---- Page extract

# Ensemble Learning and Random Forests

Random Forest: A bunch of decision trees trained on random subsets of the data 
    - Tends to beat single trees trained on full dataset

A good idea is to train a few different good models and then combine them making one ensemble model

Can weight each model's contribution to the ensemble based on its test accuracy

## Voting Classifiers

Example: you have trained a logistic regression, svm classifier, and random forest. Each are around 80% accuracy

Hard Voting Classifier: each model counts as a vote, the ensemble prediction is whichever class gets the most votes (simple majority)

Voting works well if you have models that are "good" at different classes (diverse models)

Get more diverse models by training them differently. Play with hyperparams or train on different subsets of data.

In [None]:
from sklearn.datasets import make_moons
from sklearn.ensemble import VotingClassifier, RandomForestClassifier
from sklearn.linear_model import LogisticRegression
from sklearn.model_selection import train_test_split
from sklearn.svm import SVC

X, y = make_moons(500, noise=.3, random_state=42)
Xtrain, Xtest, ytrain, ytest = train_test_split(X, y, random_state=42)

votingClf = VotingClassifier(
    estimators=[
        ("log", LogisticRegression(random_state=42)),
        ("rf", RandomForestClassifier(random_state=42)),
        ("svc", SVC(random_state=42))
    ]
)

votingClf.fit(Xtrain, ytrain)

In [32]:
for name, estimator in votingClf.named_estimators_.items():
    print(name, estimator.score(Xtest, ytest))

log 0.864
rf 0.896
svc 0.896


In [33]:
votingClf.score(Xtest, ytest)
# Hard voting gets about 1.5% better than individual models

0.912

#### Soft Voting

If the individual models have a .predict_proba() method, you can soft vote, which uses the averaged predicted probas to decide the correct class. This is usually better than hard voting.

In [34]:
votingClf.voting = "soft"
votingClf.named_estimators['svc'].probability = True
votingClf.fit(Xtrain, ytrain)
votingClf.score(Xtest, ytest)

# if predicted probs are not well calibrated, you can use sklearn.calibration.CalibratedClassifierCV to calibrate

0.92

## Bagging and Pasting
Idea: use multiple instances of the same training algorithm, but different subsets of the data

Bagging: Sampling data w/ replacement (different models can have very similar data subsets)

Pasting: sampling data without replacement (every data subset is fully unique)

For classification, take the mode prediction. For regression, take the average prediction.

In practice, this ensemble ends up with similar bias but lower variance than single models. So its a good idea to pick models with high variance/low bias to use with this model (trees)

--------

▸ **Tasks for this exercise**:
1: Answer these from the ensemble learning notes:
(a) What test score did the hard voting classifier get?
(b) What score did it get after being switched to soft voting?
(c) How does bagging sample the data, compared with pasting?
2: Carry on the ensemble learning notes, picking up after their final sentence.
The rows that follow were taken from a different source.

---- Excerpted data

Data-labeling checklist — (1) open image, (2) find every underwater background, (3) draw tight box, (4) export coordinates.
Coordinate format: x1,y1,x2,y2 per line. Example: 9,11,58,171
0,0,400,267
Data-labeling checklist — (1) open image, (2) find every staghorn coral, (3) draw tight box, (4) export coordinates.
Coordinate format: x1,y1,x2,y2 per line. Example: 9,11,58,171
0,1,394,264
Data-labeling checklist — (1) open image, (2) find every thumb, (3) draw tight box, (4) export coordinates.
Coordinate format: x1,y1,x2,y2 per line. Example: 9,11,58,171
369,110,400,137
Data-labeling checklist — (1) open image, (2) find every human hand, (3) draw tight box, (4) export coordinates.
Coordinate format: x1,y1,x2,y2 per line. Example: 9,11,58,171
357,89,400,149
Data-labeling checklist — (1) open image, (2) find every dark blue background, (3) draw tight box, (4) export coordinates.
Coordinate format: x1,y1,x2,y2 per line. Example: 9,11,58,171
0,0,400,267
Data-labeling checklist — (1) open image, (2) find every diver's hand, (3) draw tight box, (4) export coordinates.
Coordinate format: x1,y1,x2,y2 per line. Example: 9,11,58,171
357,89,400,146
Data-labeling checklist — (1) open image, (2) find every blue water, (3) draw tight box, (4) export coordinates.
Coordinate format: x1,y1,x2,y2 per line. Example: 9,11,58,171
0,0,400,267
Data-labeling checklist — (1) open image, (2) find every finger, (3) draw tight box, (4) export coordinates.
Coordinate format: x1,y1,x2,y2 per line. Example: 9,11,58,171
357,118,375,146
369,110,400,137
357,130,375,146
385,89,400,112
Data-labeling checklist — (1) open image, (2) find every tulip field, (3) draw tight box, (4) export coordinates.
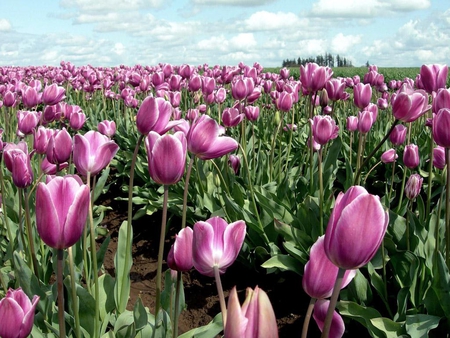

--------

▸ **Expected results**:
1:
(a) 0.912
(b) 0.92
(c) Bagging samples with replacement. Pasting samples without replacement.

2:
Bagging > pasting when data is noisy or model overfits easily (deep trees). Otherwise, pasting > bagging.

In [35]:
from sklearn.ensemble import BaggingClassifier
from sklearn.tree import DecisionTreeClassifier

bagClf = BaggingClassifier(DecisionTreeClassifier(), n_estimators=500, max_samples=100, n_jobs=-1, random_state=42)
bagClf.fit(Xtrain,ytrain)
# bagging classifiers automatically do soft voting

##### Out of Bag Evaluation

Each individual predictor only sees about 63% of the data, the remaining 37% are called out-of-bag instances. Every predictor has different oob instances.

You can evaluate a model with OOB score built-in:

In [36]:
bagClf = BaggingClassifier(DecisionTreeClassifier(), n_estimators=500, max_samples=100, n_jobs=-1, random_state=42, oob_score=True)
bagClf.fit(Xtrain,ytrain)
bagClf.oob_score_

0.9253333333333333

In [None]:
from sklearn.metrics import accuracy_score

accuracy_score(bagClf.predict(Xtest), ytest)

# The book showed OOB < true accuracy, but this test shows OOB was above true accuracy. Interesting that the bagClf's true performance is a little poor here.

0.904

In [None]:
bagClf.oob_decision_function_[:3] # predicted probs

array([[0.35579515, 0.64420485],
       [0.43513514, 0.56486486],
       [1.        , 0.        ]])

##### Random Patches and Random Subspaces
You can randomly sample features as well as instances. `max_features` and `bootstrap_features` work similarly to `max_samples` and `bootstrap`

This works well for high dimension data (images) to speed up training. 

A random patch is a subset of instances and features (for an n x m input, a x b random patch where a<n and b<m)

A random subspace is keeping all instances but sampling the features. set bootstrap=False and max_samples=1.0, and set bootstrap_features and max_features

This increases predictor diversity, lowering variance. As always, you are trading less variance for more bias.

## Random Forests

A random forest is an ensemble of decision trees, usually trained via bagging.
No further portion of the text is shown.